-- Directions --
Reproduce every line of the material below word for word, omitting the pictures from your answer.
** Begin Supplied material **
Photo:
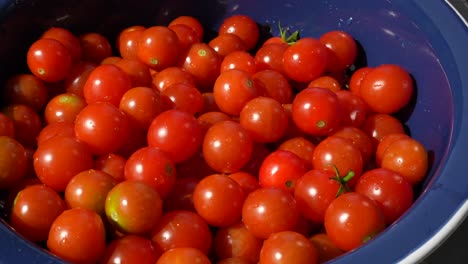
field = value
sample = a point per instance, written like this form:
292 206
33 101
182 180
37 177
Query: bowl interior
401 32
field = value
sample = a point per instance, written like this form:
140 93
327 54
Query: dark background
455 249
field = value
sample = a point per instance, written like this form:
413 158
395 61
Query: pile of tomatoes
163 146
** End Supplied material **
-- Solution --
Photo:
field = value
sample = a point per instance, written like this form:
292 206
33 101
182 180
37 177
Query: bowl interior
401 32
field = value
sample = a point per instance, written like this form:
140 93
327 54
Query: dark background
455 249
field = value
sample = a point per instance, written like this form:
413 158
395 61
Query: pile of tomatoes
163 146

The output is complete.